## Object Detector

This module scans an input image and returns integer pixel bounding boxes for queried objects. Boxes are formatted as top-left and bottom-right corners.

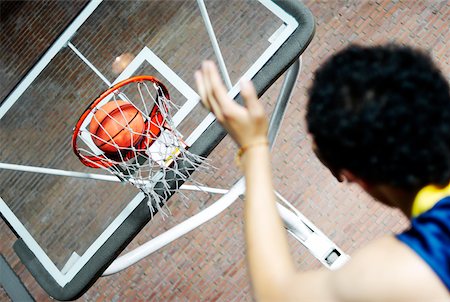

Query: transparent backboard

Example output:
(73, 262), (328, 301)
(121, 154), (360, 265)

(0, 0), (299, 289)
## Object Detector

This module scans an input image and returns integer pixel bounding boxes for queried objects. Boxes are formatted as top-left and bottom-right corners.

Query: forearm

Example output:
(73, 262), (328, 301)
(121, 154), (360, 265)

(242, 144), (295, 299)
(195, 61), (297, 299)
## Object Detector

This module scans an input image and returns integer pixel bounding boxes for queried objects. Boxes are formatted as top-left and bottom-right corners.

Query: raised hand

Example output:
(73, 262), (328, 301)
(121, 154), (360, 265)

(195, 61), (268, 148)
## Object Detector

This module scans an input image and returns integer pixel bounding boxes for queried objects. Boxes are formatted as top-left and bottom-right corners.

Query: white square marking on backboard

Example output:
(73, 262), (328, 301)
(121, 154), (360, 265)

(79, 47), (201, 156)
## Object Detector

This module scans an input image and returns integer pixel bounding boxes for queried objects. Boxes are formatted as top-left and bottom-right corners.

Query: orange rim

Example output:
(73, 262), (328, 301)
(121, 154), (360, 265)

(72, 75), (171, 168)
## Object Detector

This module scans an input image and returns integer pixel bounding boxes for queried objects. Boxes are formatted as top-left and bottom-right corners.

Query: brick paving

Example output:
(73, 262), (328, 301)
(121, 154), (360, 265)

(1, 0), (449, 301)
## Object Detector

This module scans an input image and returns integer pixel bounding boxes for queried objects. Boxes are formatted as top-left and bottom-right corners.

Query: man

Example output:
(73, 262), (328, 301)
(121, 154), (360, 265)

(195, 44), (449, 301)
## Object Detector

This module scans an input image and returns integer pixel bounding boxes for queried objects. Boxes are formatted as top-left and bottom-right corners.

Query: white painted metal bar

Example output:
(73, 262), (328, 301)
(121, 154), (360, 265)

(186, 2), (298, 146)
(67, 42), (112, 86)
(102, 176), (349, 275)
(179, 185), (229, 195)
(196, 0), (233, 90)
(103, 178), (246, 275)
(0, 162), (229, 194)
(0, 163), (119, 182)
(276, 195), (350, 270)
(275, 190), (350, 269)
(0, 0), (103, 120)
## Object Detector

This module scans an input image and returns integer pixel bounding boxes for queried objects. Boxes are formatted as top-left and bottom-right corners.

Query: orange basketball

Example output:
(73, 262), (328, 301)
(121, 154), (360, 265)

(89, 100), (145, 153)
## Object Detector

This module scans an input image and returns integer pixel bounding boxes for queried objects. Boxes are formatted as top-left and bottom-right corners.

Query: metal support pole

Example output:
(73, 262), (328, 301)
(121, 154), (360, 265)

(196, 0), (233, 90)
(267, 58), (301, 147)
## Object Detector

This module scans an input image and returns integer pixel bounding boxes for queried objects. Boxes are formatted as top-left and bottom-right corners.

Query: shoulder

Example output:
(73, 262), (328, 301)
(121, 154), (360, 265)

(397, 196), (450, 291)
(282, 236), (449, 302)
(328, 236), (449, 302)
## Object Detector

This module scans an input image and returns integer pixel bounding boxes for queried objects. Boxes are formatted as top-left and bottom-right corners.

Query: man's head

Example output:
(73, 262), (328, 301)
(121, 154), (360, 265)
---
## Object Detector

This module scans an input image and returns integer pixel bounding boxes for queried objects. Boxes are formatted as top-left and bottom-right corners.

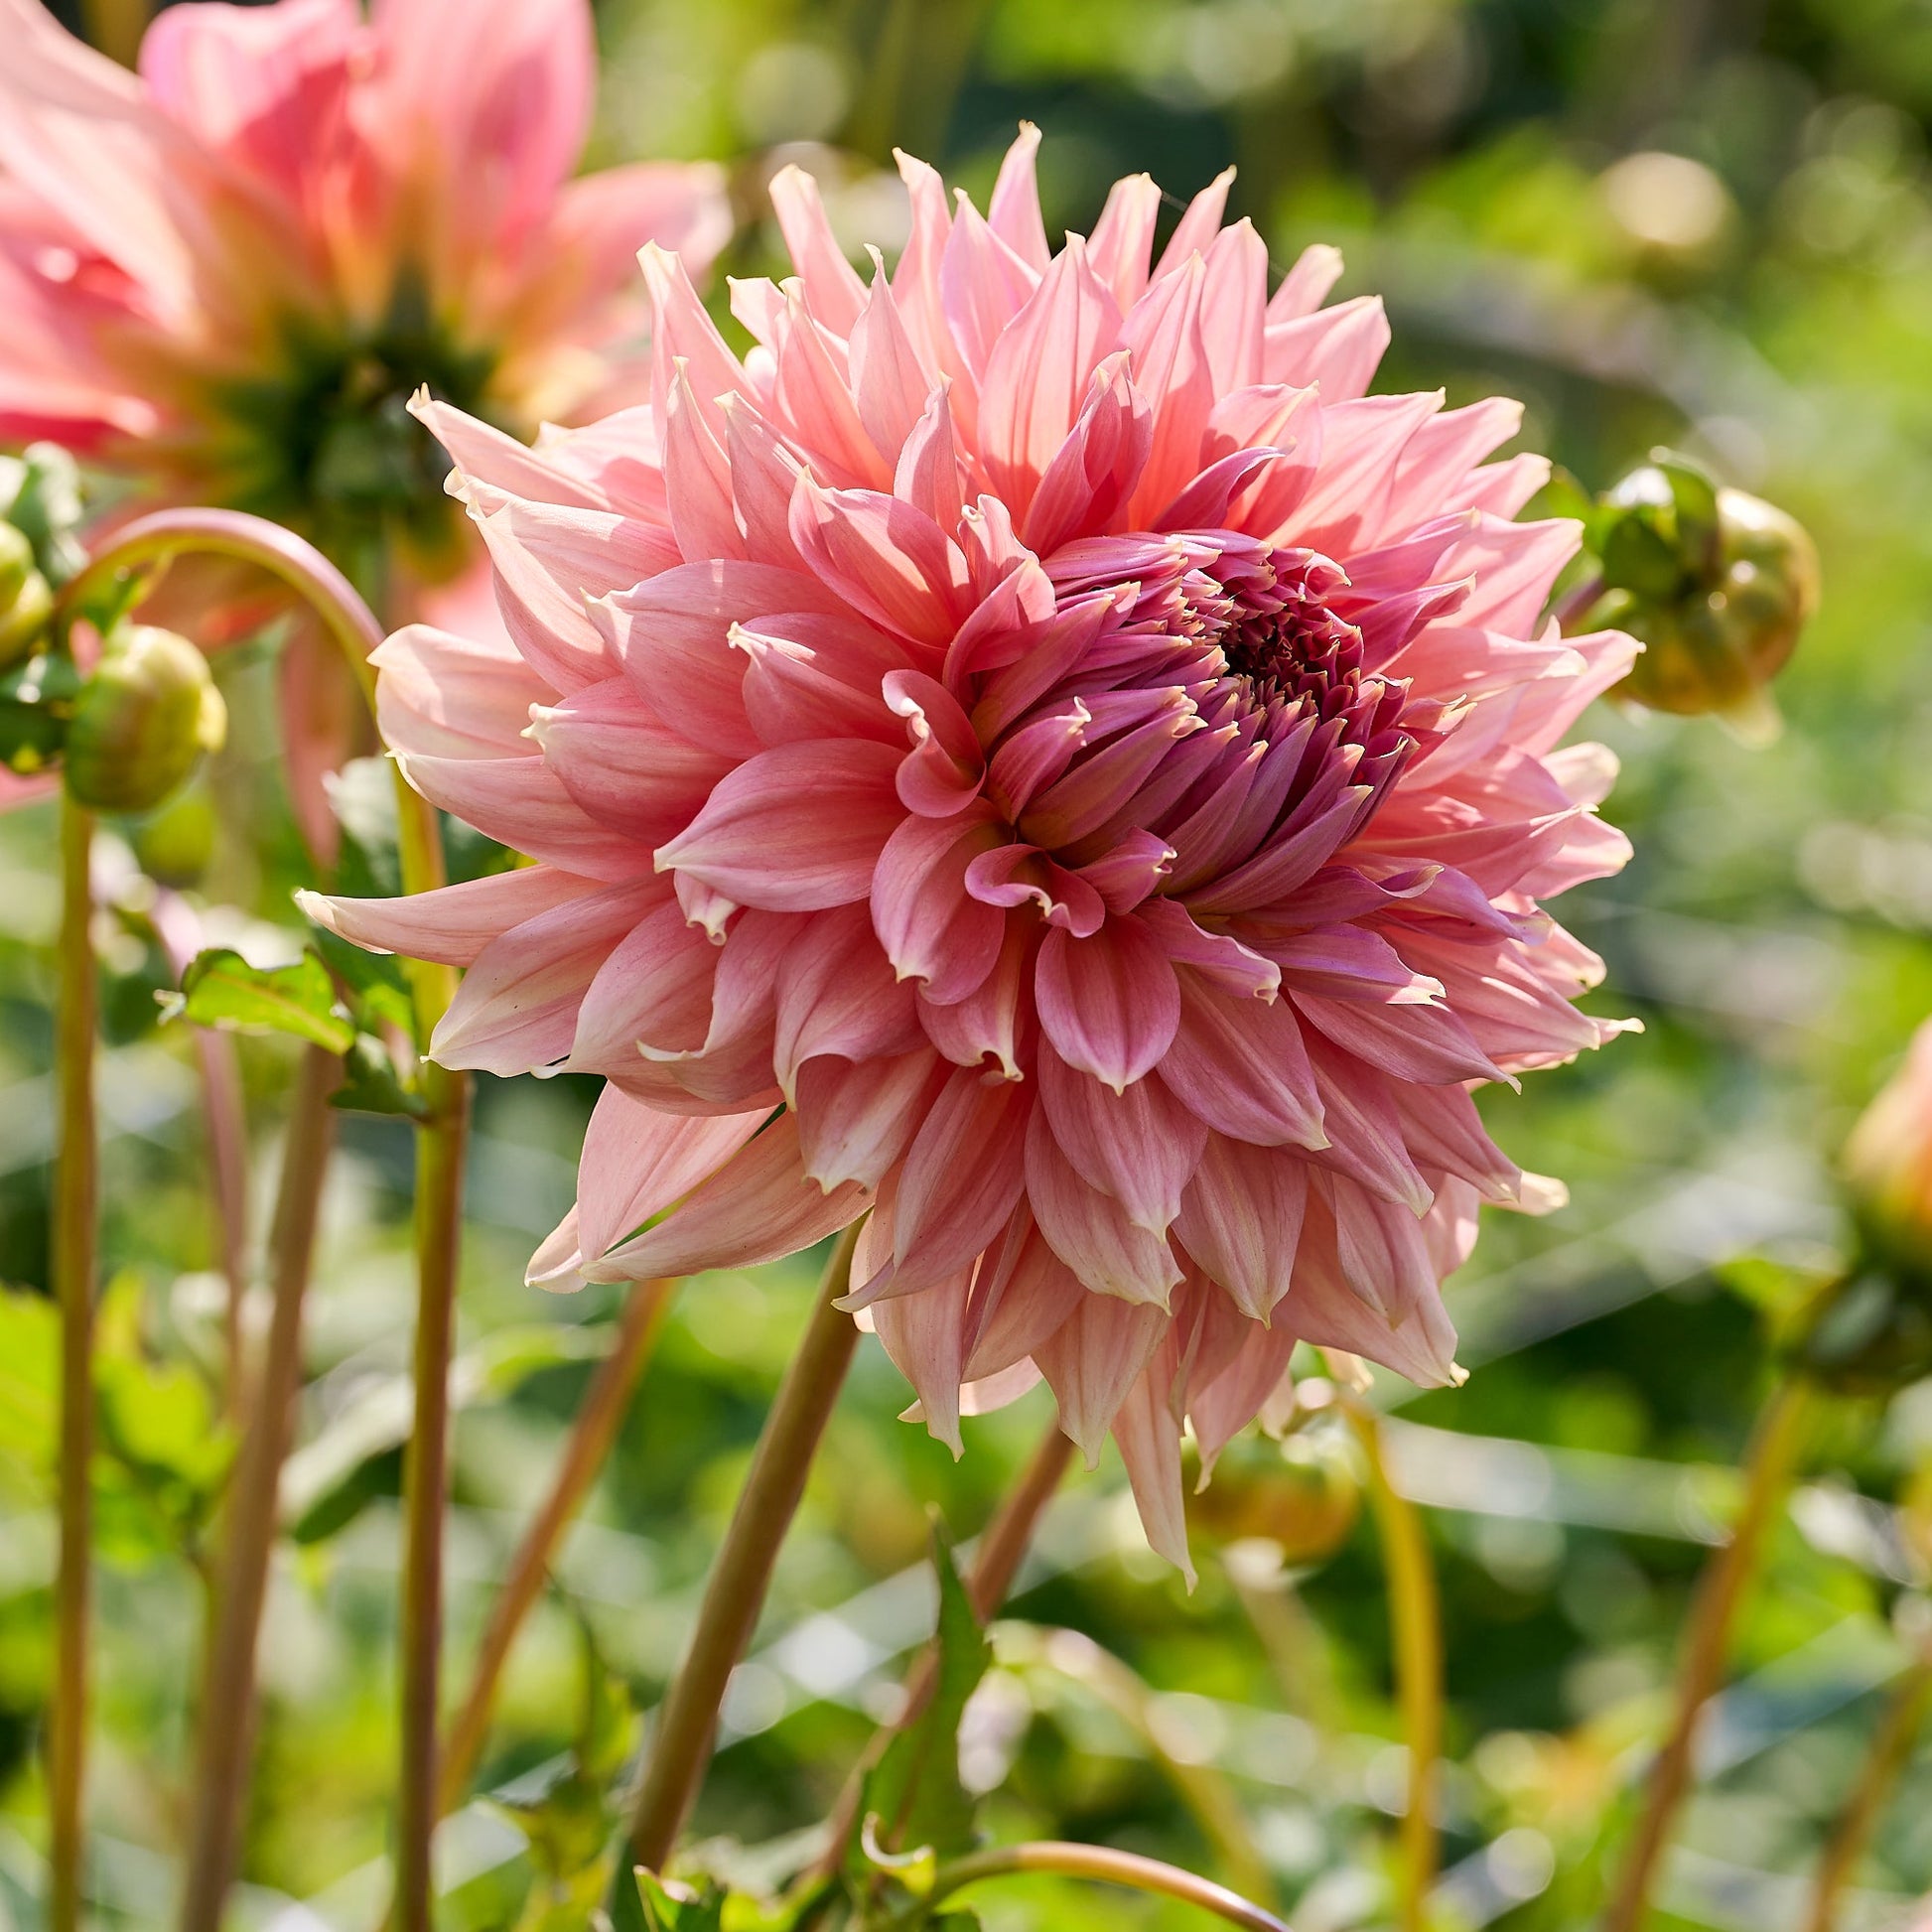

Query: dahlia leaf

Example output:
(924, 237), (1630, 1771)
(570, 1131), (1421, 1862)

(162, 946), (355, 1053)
---
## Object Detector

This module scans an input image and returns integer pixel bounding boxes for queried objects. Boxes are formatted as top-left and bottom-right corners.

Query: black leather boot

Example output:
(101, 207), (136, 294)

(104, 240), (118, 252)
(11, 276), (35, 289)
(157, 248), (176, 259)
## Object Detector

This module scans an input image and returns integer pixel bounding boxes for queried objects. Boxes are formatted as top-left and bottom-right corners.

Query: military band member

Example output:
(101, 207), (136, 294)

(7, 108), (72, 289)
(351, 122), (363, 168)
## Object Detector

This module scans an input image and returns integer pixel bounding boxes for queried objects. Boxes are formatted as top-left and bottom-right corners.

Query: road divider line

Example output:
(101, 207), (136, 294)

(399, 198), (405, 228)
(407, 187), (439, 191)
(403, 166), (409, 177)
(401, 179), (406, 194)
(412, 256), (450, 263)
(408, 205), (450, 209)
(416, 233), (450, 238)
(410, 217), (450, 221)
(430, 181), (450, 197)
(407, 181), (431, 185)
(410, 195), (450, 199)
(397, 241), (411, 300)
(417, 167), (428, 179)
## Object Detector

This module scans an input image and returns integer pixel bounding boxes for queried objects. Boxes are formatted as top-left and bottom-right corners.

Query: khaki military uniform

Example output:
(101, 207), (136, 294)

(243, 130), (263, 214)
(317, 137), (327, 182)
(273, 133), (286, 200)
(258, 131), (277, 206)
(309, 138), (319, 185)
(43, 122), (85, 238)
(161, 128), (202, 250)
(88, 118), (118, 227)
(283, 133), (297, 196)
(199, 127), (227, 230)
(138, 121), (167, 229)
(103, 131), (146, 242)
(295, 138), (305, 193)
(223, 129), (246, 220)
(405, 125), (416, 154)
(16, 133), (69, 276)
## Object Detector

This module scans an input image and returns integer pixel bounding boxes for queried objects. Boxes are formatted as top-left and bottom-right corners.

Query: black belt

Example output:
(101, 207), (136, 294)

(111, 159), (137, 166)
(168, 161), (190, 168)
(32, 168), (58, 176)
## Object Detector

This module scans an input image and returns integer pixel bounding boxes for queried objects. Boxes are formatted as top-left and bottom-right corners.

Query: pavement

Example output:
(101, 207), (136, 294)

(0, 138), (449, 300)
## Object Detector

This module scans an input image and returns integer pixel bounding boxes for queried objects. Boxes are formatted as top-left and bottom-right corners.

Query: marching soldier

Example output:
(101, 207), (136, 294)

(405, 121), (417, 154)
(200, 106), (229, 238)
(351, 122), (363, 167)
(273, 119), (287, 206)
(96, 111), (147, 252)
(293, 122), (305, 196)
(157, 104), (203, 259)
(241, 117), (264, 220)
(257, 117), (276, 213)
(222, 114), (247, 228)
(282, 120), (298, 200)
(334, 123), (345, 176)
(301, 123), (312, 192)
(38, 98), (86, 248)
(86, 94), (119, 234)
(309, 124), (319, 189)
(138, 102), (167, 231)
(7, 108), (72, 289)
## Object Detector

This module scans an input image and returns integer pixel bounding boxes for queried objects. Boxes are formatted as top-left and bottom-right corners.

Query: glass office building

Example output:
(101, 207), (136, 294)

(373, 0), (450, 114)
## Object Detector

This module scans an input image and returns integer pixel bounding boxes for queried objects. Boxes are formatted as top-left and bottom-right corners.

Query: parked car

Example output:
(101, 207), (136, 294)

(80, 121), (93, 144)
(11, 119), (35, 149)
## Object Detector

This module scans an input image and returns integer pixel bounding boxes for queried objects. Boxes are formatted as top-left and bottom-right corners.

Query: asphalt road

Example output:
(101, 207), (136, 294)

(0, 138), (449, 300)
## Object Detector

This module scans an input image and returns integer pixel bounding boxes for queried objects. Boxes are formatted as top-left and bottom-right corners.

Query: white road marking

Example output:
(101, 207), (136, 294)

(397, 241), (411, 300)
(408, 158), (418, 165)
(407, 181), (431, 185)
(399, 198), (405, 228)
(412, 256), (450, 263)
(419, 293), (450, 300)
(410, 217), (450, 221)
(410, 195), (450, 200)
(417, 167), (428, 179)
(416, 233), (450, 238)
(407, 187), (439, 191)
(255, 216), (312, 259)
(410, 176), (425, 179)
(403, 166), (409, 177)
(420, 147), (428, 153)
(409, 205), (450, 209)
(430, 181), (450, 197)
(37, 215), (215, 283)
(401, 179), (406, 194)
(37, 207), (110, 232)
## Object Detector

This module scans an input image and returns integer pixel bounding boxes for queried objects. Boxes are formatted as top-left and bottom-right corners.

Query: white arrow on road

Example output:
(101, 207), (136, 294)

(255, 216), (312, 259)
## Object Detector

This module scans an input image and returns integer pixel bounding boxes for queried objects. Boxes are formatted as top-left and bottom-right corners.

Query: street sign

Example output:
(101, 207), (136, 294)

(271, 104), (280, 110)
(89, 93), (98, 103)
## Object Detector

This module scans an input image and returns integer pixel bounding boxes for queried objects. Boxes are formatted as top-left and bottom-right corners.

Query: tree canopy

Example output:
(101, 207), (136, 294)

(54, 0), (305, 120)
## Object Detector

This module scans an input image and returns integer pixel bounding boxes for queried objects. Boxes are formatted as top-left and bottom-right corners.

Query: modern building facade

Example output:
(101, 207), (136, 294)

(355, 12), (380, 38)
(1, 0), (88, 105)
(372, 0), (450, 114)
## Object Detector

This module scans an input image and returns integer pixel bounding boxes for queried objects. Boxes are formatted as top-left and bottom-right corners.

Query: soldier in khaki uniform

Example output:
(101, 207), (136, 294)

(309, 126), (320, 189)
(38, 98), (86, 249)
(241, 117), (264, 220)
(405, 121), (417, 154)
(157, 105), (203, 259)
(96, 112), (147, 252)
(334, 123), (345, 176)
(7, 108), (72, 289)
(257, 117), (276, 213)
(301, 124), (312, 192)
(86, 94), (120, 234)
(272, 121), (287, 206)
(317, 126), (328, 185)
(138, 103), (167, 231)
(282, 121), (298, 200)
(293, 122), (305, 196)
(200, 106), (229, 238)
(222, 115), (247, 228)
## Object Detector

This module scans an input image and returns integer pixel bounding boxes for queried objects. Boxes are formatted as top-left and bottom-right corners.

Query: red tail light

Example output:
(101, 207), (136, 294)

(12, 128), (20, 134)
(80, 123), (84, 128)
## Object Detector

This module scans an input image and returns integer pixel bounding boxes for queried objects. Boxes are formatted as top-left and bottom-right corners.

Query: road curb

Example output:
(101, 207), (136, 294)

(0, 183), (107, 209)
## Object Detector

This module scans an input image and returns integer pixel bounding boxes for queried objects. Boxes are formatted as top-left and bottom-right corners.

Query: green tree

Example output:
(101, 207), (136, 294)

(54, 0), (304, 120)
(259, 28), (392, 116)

The task: Only lines holding the word "black" are wanted; copy each one from the listing.

Answer space:
Query: black leather boot
Query: black belt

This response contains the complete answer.